explicação neural conseguiria fazer seria explicar o modo como era possível à
pessoa raciocinar convincentemente (ou seja, que formações neurais têm de estar
no seu devido lugar para dotar um ser humano com tais e tais capacidades
intelectuais e volitivas), mas ela não consegue relatar o próprio raciocínio, quanto
mais explicar a sua força. (...) se
A matou B, podemos querer saber a razão. Podem dar-nos uma razão, mas mesmo
assim podemos continuar insatisfeitos, querendo compreender melhor - mas o
«melhor» que queremos compreender é muito provavelmente o motivo de A, e não os
eventos neurais ocorridos na altura do assassínio. Queremos saber se ele matou
B por vingança ou ciúmes, por exemplo, e isso exige uma narrativa muito
diferente de tudo o que a investigação neurocientífica conseguiria produzir. A
explicação da acção por redescrição, por citação de razões de actuação, ou pela
especificação dos motivos do agente (e há outras formas de explicação de tipos
relacionados com estes) não são substituíveis, mesmo em princípio, por
explicações em termos de eventos neurais no cérebro. Este assunto não é empírico,
mas lógico ou conceptual”.

- _EXERCÍCIOS PROPOSTOS_
**1.** Segundo o excerto, de que natureza é o assunto em discussão, uma vez que não é empírico?
**2.** Resuma o excerto em duas frases.
Os registos não têm qualquer relação com o excerto.

- _DADOS FORNECIDOS_
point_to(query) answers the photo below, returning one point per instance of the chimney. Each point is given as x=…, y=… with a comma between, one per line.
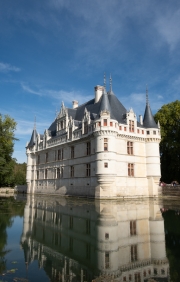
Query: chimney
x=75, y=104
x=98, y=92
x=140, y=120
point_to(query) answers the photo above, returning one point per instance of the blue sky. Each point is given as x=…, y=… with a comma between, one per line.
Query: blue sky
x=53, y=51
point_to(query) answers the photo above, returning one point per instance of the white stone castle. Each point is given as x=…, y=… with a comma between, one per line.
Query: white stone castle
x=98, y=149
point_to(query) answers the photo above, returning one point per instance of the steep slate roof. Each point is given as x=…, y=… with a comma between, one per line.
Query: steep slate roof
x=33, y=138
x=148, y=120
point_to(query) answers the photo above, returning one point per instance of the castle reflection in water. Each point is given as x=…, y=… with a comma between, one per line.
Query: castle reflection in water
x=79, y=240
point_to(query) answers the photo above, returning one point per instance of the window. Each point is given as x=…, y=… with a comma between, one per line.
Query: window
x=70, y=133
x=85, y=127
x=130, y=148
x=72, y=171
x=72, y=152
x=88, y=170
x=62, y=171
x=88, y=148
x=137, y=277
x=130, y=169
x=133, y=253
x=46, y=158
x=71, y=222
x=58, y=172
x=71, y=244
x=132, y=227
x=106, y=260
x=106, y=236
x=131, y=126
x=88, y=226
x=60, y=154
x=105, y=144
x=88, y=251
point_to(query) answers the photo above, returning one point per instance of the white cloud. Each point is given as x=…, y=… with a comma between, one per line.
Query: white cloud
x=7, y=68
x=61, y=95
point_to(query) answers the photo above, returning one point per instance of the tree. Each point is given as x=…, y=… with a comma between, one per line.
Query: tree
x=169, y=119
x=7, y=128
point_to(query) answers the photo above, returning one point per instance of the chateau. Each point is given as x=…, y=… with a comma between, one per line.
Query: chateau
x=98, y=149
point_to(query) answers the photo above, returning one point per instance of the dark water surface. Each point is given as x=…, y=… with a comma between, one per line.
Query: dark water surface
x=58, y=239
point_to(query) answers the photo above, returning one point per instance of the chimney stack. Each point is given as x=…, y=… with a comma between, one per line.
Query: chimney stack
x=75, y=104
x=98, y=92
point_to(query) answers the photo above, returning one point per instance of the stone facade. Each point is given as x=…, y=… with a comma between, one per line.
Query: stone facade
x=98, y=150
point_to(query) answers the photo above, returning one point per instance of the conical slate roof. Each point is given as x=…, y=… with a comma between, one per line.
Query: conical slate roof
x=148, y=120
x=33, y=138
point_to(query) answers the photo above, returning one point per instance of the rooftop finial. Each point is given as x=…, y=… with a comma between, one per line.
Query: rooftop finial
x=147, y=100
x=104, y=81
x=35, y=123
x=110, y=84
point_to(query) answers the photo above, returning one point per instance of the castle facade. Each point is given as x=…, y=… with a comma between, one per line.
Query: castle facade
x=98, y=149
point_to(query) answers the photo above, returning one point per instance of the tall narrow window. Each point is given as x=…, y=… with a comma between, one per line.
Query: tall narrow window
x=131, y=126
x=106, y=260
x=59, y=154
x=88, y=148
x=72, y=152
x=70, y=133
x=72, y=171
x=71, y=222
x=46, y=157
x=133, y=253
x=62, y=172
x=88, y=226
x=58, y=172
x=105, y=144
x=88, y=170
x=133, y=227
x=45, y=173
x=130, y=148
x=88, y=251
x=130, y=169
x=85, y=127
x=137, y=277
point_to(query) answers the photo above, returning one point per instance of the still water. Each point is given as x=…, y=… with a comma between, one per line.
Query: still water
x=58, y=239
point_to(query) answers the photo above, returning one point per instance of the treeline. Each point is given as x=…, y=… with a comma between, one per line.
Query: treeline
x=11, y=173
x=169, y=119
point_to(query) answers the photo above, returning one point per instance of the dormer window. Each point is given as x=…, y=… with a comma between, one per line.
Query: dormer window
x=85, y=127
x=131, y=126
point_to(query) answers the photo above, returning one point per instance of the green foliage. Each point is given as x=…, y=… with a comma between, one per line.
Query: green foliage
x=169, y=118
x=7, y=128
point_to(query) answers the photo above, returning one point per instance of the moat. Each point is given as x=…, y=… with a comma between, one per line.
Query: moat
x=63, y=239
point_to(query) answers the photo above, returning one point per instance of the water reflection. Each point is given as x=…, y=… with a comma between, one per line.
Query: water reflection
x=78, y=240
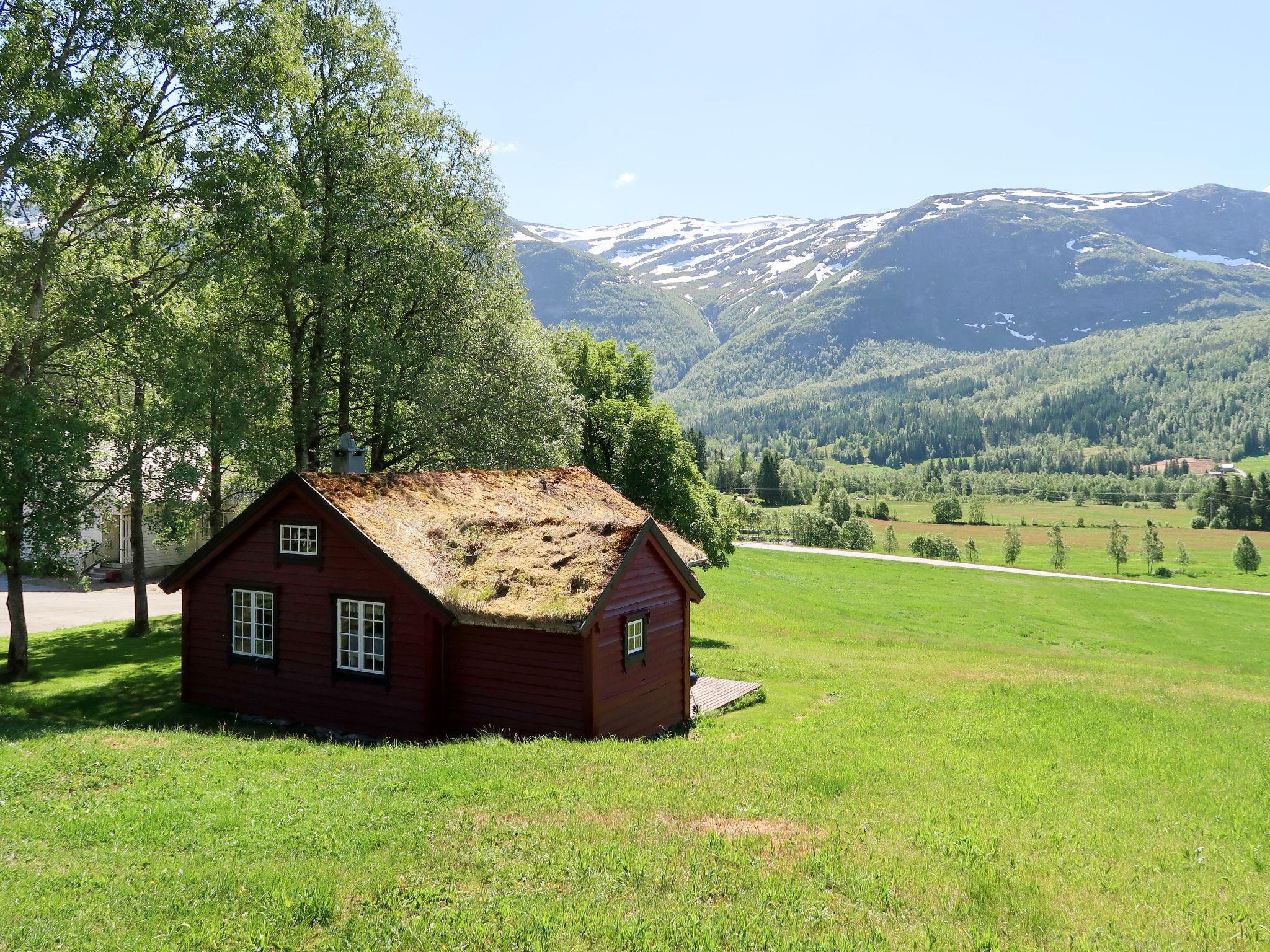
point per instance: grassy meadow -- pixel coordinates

- _RESPOSTAS DADAS_
**1.** É um assunto lógico ou conceptual.

**2.** Uma explicação neural poderia explicar como é possível a uma pessoa raciocinar convincentemente, mas não consegue relatar o próprio raciocínio nem explicar a sua força. A explicação da acção por redescrição, por razões de actuação ou pelos motivos do agente não é substituível, mesmo em princípio, por explicações em termos de eventos neurais no cérebro, e este assunto é lógico ou conceptual, não empírico.